What you will do:
[1] In the regex punctuation thread, what does one reply say the question mark means in RegEx?
[2] Copy word for word the stretch of the regex punctuation thread from "If you are thinking" through "bypass , after the hello.".

Selected extract:
↓↓↓

Regex bypass some punctuations from text-CodePudding

I have a text like this:

text = 'hello, how are you?'

I want to extract hello, how from the text,

re.search('hello how', text)
>>> None

If you are thinking why I am not giving the comma because I am getting the text which I want to extract from some other text as the input regex and this input regex does not have punctuations while the text has. So, I want regex to bypass the punctuations for example to bypass , after the hello.

_________________________                 \     ______________________________________
| Input Regex           |      ------------\    | Text from which I have to extract  |
| (Does not have puncs) |      ------------/    | (have punctuations)                |
| For ex. (hello how)   |                 /     | For ex. (hello, how are you?)      |
_________________________                       ______________________________________

The output of the search should look like
>>> 'hello, how' (the output should have punctuations)

I cannot simply remove all of the punctuations from the text like 'hello, how are you?' as it may contain some essential punctuations which I cannot delete. I want regex only to bypass the , after the hello.

The input regex and the text can be anything, one more example:

input_regex = 'Google LLC'
text = 'Google, LLC. is an American multinational technology company.'
# so the output should be
>>> 'Google, LLC.' # with punctuations

So is there any way to bypass these punctuations without deleting all the punctuations from entire text. Thanks!

CodePudding user response：

If keeping any and all punctuation and spacing (so everything which is not a number or letter) is fine, then you can just use [^\w]* between/after the words you search for.

match = re.search(r"Google[^\w]*LLC[^\w]*", text)

CodePudding user response：

I split words and find input start with the same text.

function deepSearch(input, text) {
  const [chunkInput, chunkText] = [input.split(' '), text.split(' ')];
  
  for (let i = 0; i < chunkInput.length;   i) {
    if (!chunkText[i].startsWith(chunkInput[i])) {
      return false;
    }
  }
  return true;
}

CodePudding user response：

You could automatically modify the search pattern by allowing a comma before each space, i.e. when searching for Google LLC you seem to actually want to search for Google,? LLC.

The question mark in RegEx means "zero or one occurrence".

A simple solution could be:

def searchWithOptionalCommas(needle, haystack):
    needle = needle.replace(' ', ',? ')
    return re.search(needle, haystack)

↑↑↑

Record extracts:
↓↓↓

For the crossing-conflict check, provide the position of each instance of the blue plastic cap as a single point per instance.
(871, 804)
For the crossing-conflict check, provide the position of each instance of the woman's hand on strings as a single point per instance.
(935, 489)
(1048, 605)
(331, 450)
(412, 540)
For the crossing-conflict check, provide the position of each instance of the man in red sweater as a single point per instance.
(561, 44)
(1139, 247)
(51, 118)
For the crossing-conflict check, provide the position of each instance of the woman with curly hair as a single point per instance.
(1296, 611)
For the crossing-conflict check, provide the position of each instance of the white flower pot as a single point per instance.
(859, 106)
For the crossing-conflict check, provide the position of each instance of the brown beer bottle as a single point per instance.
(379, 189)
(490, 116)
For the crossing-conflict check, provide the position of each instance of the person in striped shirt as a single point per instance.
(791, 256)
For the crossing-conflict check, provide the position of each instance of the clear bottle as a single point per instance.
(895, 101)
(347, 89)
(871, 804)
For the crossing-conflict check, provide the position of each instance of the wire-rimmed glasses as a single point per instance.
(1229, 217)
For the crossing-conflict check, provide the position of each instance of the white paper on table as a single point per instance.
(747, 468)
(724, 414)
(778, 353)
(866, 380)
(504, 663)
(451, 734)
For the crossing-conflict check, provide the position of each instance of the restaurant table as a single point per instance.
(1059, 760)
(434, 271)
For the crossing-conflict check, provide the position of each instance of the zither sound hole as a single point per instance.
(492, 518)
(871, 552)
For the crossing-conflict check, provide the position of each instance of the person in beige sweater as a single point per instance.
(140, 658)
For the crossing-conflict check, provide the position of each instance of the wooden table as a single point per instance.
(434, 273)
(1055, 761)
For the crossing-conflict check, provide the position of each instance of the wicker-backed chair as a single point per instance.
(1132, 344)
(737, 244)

↑↑↑

Correct answers:
[1] It means "zero or one occurrence."

[2]
If you are thinking why I am not giving the comma because I am getting the text which I want to extract from some other text as the input regex and this input regex does not have punctuations while the text has. So, I want regex to bypass the punctuations for example to bypass , after the hello.